| Problem to solve |
Select from the records below every line that has the word "blazer" in it.

| Material provided |
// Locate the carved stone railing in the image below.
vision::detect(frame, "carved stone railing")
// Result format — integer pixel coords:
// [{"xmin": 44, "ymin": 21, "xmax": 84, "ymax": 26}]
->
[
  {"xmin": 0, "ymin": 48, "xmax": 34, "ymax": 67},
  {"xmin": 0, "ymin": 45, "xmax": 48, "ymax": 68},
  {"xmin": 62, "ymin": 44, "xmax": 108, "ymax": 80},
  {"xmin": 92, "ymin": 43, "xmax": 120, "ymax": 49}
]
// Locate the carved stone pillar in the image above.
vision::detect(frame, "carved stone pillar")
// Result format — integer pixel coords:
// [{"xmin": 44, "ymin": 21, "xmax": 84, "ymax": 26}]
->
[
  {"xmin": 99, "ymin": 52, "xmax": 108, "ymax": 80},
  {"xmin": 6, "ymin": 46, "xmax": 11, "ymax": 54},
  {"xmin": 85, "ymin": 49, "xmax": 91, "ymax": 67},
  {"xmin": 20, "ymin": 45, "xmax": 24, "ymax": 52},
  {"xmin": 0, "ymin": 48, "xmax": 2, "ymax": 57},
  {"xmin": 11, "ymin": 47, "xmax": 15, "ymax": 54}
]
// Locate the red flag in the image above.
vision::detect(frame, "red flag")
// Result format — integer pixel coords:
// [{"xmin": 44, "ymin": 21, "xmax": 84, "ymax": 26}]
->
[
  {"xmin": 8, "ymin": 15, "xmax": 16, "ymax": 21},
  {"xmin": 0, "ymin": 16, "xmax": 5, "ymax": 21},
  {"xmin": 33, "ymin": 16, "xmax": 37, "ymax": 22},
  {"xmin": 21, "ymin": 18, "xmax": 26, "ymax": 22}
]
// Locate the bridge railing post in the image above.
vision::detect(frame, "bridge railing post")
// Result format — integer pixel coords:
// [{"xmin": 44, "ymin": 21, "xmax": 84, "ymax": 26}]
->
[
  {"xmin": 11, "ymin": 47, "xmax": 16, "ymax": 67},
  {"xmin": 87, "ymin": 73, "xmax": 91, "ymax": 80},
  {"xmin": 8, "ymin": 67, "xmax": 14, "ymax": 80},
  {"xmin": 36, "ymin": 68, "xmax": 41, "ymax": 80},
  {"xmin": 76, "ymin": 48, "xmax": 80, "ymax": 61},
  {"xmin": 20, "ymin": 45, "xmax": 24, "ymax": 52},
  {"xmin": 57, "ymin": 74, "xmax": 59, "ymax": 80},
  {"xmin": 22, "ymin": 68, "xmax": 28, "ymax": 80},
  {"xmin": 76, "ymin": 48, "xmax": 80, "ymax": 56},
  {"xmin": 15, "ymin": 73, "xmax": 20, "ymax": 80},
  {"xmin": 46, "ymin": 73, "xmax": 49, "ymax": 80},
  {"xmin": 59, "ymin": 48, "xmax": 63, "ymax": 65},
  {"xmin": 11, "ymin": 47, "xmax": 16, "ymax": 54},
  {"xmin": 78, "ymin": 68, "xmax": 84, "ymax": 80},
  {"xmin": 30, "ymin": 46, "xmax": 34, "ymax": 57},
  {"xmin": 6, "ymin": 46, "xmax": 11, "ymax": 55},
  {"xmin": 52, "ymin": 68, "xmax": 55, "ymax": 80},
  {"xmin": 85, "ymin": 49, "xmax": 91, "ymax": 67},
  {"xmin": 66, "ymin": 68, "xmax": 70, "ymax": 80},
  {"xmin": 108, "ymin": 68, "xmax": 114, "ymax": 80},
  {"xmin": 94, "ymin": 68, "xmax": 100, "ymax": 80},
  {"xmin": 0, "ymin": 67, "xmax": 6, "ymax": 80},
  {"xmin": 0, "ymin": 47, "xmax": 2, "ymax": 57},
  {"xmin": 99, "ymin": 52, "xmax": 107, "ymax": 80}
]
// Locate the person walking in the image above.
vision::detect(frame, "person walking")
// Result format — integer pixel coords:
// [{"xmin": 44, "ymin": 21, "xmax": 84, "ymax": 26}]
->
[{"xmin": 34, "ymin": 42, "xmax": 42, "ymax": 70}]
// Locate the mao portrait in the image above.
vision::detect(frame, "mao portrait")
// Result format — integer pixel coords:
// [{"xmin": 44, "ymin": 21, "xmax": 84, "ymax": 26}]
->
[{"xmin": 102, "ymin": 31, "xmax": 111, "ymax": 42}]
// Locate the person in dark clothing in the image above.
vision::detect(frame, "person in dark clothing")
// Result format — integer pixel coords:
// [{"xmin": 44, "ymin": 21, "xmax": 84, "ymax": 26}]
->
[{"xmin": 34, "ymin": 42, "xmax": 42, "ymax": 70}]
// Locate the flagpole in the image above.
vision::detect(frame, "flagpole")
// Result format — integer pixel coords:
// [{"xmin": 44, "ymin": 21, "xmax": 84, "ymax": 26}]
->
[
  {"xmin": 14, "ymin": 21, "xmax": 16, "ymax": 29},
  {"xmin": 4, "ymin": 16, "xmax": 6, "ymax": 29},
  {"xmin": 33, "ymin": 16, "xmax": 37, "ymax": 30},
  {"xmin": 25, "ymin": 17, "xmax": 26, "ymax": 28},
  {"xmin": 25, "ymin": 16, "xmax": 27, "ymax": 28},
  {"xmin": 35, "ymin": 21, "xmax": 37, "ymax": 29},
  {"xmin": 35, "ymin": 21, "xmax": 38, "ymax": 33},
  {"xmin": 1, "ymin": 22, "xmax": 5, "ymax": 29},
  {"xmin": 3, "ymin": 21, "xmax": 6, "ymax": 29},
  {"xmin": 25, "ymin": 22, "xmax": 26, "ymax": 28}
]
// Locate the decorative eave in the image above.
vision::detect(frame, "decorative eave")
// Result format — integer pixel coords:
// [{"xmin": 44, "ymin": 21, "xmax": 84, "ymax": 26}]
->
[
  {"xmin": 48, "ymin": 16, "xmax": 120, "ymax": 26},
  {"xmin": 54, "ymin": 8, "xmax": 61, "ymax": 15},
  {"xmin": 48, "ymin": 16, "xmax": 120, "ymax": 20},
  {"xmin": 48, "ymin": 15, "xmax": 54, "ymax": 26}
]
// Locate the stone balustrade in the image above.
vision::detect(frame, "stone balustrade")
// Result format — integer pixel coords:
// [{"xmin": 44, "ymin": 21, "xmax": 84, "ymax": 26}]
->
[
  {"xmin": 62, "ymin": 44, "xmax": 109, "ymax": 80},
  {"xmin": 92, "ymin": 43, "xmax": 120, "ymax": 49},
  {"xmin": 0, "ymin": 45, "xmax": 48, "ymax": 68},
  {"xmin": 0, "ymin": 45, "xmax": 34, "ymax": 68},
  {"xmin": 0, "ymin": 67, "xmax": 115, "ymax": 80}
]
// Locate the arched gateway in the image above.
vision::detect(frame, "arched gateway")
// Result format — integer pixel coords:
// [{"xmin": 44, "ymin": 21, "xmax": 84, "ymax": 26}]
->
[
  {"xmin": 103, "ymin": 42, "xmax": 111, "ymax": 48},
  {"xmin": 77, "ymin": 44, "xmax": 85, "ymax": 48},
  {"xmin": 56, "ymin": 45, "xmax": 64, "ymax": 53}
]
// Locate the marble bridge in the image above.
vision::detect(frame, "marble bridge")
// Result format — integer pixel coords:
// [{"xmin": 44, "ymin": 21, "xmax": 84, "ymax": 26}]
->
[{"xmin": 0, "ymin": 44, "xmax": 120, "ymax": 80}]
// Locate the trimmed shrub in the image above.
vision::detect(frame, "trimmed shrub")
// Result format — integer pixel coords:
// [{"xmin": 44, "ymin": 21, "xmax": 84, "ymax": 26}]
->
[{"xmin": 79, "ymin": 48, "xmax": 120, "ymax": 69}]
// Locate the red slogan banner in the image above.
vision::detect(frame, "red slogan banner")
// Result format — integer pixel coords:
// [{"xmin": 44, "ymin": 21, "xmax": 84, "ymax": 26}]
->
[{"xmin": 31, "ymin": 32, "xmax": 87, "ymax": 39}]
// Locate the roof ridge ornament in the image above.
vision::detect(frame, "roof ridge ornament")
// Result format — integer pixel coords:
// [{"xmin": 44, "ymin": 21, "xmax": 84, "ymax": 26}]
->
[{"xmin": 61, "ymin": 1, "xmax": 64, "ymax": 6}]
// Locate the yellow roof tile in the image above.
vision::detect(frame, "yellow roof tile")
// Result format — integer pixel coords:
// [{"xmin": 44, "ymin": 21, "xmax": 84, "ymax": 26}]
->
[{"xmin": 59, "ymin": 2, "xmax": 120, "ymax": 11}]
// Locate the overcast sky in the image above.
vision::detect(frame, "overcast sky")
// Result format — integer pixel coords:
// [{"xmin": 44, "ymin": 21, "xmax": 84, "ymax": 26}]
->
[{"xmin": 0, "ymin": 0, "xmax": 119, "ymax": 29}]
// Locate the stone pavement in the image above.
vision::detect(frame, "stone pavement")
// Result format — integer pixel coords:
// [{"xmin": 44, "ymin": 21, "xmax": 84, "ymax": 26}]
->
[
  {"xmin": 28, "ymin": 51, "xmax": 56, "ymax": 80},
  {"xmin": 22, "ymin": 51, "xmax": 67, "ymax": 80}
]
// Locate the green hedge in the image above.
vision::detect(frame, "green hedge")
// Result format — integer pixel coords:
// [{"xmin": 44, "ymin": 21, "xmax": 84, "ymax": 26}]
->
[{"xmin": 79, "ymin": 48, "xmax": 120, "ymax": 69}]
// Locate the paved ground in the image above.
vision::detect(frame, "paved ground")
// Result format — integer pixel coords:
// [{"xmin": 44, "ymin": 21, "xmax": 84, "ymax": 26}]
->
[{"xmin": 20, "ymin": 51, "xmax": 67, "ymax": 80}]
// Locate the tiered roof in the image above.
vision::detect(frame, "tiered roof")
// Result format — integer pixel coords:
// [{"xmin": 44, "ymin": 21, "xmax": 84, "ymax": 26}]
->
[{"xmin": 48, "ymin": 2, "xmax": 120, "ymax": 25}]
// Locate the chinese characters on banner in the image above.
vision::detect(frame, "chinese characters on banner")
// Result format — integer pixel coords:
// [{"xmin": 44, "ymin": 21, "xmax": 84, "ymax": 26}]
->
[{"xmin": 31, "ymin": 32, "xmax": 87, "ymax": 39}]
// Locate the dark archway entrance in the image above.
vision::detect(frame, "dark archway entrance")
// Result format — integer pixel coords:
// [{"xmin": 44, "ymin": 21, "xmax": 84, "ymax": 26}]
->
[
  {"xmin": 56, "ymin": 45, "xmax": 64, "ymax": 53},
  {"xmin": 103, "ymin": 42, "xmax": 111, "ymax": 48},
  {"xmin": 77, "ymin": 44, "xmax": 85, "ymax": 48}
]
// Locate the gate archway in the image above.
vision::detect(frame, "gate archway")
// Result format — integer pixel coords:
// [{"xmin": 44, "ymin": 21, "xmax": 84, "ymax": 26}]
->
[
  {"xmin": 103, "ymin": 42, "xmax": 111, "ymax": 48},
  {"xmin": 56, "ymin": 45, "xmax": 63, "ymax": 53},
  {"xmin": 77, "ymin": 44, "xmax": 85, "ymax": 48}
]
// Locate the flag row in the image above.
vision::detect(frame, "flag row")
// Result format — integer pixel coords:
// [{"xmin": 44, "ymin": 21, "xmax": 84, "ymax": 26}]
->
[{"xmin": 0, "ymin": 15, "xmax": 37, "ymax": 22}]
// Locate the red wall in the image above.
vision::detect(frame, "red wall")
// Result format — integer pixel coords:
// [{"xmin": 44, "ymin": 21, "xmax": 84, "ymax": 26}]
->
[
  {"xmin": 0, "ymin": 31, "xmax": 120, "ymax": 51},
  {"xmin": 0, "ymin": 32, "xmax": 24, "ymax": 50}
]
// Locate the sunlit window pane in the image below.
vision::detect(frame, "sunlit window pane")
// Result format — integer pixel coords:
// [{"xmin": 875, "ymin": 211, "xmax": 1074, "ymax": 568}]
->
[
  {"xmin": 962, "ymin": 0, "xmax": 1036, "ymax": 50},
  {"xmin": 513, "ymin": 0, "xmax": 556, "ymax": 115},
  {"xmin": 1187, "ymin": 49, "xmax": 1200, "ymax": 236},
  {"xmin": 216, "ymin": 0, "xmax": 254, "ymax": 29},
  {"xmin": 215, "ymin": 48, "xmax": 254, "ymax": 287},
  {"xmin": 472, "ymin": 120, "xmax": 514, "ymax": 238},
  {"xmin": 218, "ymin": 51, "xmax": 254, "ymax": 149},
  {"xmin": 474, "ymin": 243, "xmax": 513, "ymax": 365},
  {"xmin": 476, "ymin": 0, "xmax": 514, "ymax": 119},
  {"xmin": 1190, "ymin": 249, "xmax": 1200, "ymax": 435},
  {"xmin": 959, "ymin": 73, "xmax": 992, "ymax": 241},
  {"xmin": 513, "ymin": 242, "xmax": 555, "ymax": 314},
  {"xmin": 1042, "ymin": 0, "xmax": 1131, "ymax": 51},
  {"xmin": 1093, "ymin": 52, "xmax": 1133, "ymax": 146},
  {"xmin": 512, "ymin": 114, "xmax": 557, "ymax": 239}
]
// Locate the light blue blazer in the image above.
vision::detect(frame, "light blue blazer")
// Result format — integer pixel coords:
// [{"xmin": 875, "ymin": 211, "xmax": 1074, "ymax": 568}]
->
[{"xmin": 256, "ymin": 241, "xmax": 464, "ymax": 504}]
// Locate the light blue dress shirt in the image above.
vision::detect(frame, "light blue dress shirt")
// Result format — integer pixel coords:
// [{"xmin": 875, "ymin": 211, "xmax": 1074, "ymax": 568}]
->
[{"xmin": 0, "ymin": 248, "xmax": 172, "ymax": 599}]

| Task response |
// Locate the light blue blazer in the image above.
vision::detect(frame, "light blue blazer")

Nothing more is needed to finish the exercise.